▸ **Challenge**:
Return every line of the data below that contains the word "leaf". Case matters.

▸ **Material provided**:
------------------------------------------------------------
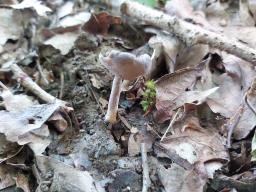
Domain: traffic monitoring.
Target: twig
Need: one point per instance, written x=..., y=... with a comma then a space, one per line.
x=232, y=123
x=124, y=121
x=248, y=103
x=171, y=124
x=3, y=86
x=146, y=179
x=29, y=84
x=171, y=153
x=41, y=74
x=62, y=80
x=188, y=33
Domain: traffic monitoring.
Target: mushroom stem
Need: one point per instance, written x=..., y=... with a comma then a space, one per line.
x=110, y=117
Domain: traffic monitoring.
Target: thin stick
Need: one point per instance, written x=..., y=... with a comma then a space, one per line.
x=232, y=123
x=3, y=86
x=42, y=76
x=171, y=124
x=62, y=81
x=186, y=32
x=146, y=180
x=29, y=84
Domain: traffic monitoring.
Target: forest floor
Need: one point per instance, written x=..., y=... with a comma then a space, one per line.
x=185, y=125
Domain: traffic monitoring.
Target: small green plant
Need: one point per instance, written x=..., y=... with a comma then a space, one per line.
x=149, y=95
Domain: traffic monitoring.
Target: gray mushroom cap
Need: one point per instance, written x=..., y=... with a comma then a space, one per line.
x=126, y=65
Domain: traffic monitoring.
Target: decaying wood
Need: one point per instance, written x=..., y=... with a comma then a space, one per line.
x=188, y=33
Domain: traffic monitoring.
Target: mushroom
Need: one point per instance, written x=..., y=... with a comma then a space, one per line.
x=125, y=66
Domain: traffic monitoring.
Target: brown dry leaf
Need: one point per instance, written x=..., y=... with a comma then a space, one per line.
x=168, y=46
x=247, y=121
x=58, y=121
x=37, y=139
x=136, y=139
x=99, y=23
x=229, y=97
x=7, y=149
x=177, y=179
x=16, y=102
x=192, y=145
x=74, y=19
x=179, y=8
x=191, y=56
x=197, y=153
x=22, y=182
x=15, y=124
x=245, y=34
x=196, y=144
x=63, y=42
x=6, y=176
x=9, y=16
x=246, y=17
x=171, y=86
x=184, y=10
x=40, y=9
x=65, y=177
------------------------------------------------------------
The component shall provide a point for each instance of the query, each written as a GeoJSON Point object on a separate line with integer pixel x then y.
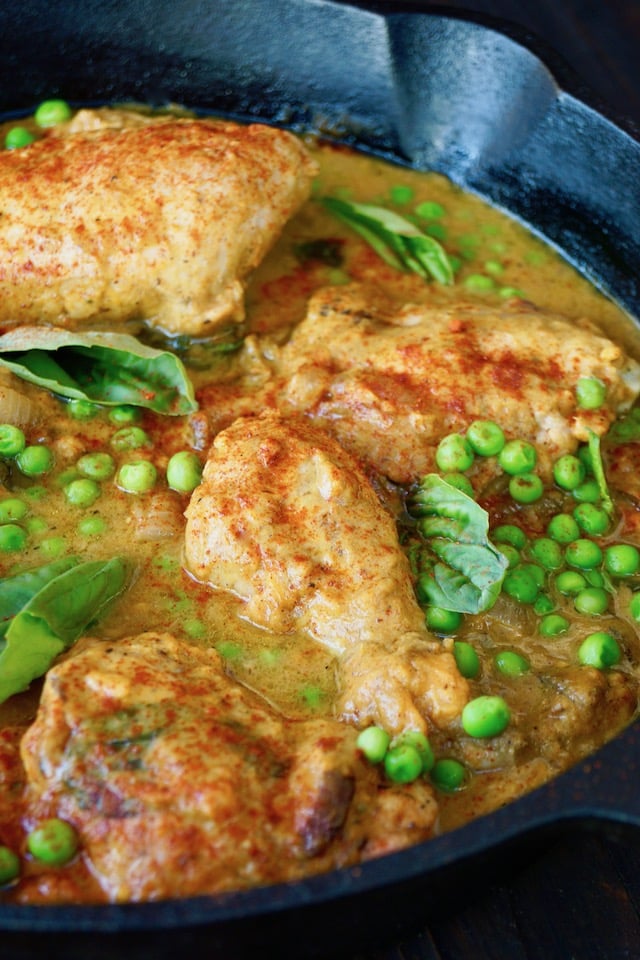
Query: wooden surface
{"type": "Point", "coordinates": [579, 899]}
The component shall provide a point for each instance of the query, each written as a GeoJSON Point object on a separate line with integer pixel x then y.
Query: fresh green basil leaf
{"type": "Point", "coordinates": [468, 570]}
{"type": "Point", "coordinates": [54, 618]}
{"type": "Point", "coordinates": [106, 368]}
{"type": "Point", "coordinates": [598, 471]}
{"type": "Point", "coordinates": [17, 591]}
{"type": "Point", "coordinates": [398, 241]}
------------------------------------------------------------
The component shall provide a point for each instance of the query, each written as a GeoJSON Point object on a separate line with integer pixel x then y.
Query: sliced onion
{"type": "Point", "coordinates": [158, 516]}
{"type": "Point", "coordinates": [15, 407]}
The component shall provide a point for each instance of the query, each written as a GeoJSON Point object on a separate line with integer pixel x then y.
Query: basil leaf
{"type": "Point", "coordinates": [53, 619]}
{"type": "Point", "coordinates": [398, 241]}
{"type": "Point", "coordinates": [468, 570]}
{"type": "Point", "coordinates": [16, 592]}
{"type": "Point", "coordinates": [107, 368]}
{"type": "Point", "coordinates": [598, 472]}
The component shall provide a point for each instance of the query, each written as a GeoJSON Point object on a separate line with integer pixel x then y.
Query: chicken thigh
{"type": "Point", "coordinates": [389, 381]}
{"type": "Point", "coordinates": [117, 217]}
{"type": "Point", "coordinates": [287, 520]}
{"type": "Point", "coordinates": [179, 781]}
------------------------------------------------------------
▸ **Correct answer**:
Target: brown dry leaf
Query: fresh green basil leaf
Query: basil leaf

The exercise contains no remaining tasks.